- WORK ITEM
Reply with exactly the lines from the one that contains "Confirm that each instance of the river water" through the last line of the records below, and with no other lines.
===============
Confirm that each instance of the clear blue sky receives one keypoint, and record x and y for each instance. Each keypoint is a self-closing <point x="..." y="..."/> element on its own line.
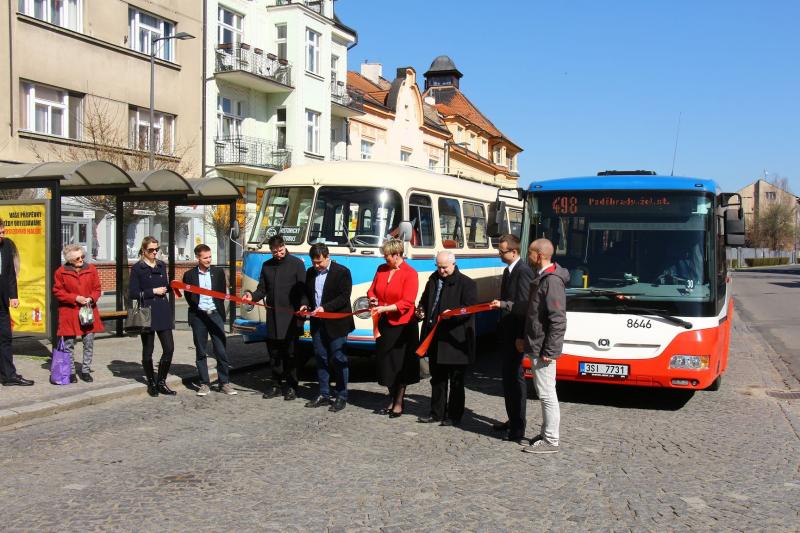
<point x="588" y="85"/>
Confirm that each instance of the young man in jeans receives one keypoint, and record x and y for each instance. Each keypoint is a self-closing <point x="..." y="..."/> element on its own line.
<point x="543" y="338"/>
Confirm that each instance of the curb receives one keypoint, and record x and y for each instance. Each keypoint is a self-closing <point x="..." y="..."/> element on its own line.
<point x="23" y="413"/>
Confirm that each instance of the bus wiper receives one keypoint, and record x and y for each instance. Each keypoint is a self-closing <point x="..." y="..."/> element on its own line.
<point x="656" y="312"/>
<point x="613" y="295"/>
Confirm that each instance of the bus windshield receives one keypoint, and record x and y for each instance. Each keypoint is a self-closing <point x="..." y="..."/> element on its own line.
<point x="284" y="210"/>
<point x="646" y="245"/>
<point x="357" y="216"/>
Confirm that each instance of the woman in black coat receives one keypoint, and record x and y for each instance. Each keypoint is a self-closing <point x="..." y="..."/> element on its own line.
<point x="453" y="346"/>
<point x="148" y="284"/>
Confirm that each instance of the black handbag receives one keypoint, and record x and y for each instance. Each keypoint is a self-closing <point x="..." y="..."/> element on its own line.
<point x="138" y="319"/>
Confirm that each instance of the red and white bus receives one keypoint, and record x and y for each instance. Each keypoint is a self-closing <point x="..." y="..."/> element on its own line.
<point x="649" y="301"/>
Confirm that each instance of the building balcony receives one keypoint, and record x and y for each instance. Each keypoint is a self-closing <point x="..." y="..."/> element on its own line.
<point x="347" y="102"/>
<point x="241" y="65"/>
<point x="249" y="154"/>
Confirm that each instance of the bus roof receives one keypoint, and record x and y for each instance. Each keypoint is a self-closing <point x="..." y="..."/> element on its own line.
<point x="625" y="182"/>
<point x="378" y="174"/>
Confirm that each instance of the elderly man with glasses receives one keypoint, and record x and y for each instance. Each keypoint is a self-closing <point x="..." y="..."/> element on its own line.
<point x="453" y="347"/>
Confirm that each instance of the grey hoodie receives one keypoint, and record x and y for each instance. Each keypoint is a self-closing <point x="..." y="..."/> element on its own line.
<point x="546" y="317"/>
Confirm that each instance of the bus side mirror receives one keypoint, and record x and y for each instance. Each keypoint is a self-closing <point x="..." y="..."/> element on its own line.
<point x="405" y="231"/>
<point x="734" y="227"/>
<point x="497" y="219"/>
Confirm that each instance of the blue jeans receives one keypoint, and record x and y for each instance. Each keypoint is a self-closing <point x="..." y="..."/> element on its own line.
<point x="327" y="351"/>
<point x="204" y="325"/>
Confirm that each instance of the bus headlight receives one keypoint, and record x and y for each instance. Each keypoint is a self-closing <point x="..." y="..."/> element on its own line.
<point x="689" y="362"/>
<point x="248" y="307"/>
<point x="361" y="302"/>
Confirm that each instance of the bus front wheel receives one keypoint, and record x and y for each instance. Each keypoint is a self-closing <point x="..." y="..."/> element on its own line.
<point x="716" y="384"/>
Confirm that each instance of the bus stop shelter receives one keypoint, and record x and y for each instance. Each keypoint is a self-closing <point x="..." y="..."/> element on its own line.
<point x="93" y="178"/>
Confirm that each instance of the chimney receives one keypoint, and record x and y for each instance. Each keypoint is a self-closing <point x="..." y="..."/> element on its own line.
<point x="372" y="71"/>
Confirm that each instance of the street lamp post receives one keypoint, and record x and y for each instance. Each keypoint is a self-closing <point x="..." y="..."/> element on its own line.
<point x="151" y="142"/>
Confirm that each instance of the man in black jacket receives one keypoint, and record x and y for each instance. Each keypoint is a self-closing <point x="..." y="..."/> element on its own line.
<point x="513" y="303"/>
<point x="328" y="289"/>
<point x="543" y="338"/>
<point x="8" y="298"/>
<point x="453" y="346"/>
<point x="282" y="286"/>
<point x="207" y="317"/>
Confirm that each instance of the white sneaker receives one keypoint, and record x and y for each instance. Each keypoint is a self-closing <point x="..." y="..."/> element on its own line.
<point x="540" y="446"/>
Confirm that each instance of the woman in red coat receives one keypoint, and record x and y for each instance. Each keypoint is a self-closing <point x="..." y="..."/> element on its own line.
<point x="392" y="296"/>
<point x="75" y="284"/>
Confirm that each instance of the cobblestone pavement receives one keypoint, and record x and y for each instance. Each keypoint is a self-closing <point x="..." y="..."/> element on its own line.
<point x="631" y="459"/>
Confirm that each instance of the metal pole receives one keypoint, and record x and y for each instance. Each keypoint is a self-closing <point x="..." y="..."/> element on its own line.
<point x="150" y="141"/>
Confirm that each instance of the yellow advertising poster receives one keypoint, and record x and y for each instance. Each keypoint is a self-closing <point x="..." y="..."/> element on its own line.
<point x="26" y="226"/>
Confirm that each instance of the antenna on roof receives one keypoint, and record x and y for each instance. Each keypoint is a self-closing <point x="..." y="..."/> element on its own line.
<point x="675" y="151"/>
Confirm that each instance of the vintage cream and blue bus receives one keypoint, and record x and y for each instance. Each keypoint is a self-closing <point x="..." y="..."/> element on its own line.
<point x="353" y="206"/>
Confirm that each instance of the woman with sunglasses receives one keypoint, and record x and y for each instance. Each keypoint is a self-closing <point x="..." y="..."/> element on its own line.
<point x="148" y="284"/>
<point x="76" y="284"/>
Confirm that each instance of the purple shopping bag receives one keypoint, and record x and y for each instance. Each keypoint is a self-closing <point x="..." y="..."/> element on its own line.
<point x="61" y="365"/>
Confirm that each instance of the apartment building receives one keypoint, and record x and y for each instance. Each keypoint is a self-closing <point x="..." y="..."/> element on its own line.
<point x="398" y="124"/>
<point x="478" y="150"/>
<point x="78" y="76"/>
<point x="276" y="94"/>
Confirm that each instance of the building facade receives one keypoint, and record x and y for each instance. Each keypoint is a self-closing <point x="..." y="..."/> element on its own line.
<point x="276" y="94"/>
<point x="78" y="74"/>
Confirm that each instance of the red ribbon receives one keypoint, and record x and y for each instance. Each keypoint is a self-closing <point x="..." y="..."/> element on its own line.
<point x="177" y="286"/>
<point x="461" y="311"/>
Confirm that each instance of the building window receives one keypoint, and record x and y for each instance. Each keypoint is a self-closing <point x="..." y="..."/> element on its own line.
<point x="280" y="127"/>
<point x="334" y="70"/>
<point x="229" y="117"/>
<point x="52" y="111"/>
<point x="280" y="42"/>
<point x="312" y="51"/>
<point x="64" y="13"/>
<point x="144" y="27"/>
<point x="312" y="131"/>
<point x="366" y="149"/>
<point x="163" y="131"/>
<point x="229" y="28"/>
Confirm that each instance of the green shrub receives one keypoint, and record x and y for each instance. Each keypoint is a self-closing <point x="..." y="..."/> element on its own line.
<point x="766" y="261"/>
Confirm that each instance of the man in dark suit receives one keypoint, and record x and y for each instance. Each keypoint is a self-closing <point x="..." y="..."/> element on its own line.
<point x="8" y="298"/>
<point x="328" y="289"/>
<point x="207" y="317"/>
<point x="453" y="347"/>
<point x="282" y="286"/>
<point x="513" y="304"/>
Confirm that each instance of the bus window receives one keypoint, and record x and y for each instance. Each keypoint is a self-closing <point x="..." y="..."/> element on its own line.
<point x="286" y="209"/>
<point x="450" y="223"/>
<point x="515" y="219"/>
<point x="475" y="225"/>
<point x="362" y="216"/>
<point x="420" y="211"/>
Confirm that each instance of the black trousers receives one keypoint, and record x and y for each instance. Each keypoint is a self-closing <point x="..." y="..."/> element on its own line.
<point x="283" y="362"/>
<point x="442" y="405"/>
<point x="7" y="368"/>
<point x="514" y="390"/>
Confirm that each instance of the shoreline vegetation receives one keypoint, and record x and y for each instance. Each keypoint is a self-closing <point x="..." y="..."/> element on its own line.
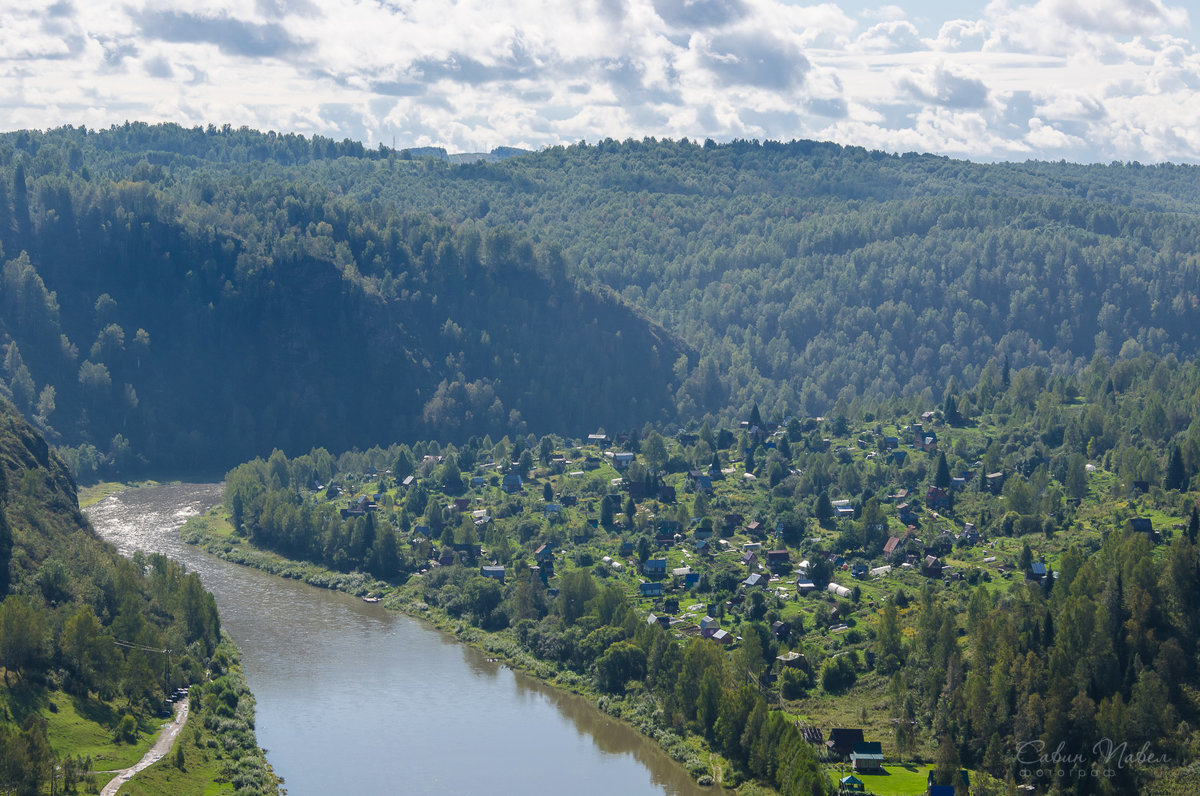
<point x="213" y="533"/>
<point x="943" y="581"/>
<point x="216" y="750"/>
<point x="95" y="647"/>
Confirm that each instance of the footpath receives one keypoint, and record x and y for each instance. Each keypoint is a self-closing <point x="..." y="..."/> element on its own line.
<point x="156" y="753"/>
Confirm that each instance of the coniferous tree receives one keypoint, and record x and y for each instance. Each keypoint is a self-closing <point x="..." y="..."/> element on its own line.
<point x="1176" y="477"/>
<point x="942" y="477"/>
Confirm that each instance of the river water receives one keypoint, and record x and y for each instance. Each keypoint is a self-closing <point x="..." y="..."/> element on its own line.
<point x="354" y="699"/>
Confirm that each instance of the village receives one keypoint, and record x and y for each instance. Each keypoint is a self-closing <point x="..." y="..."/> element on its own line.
<point x="735" y="548"/>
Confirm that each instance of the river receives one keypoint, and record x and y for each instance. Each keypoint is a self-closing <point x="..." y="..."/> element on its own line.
<point x="354" y="699"/>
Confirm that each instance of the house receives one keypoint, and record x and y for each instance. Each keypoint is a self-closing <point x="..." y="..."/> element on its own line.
===============
- EXERCISE RESULT
Confirm that each instance of the river water receives one keypoint, and record x and y for each instance. Each keypoint is a self-closing <point x="..." y="..."/> element on its own line.
<point x="354" y="699"/>
Confirm that each instance of the village receives one keypoint, and record x and y for each instance. Each keypoint is a self-closing <point x="..." y="..."/> element on its own line.
<point x="735" y="548"/>
Confirm that each instance of the river receives one keypoint, and record x and y for each instance. Each keypoint is a self-closing <point x="..." y="..."/> element on its own line.
<point x="354" y="699"/>
Confirm that each instance of the house receives one keypoint, and record x and y for each instance. Each keypoint is a self-closing <point x="..." y="..."/> element on its own line.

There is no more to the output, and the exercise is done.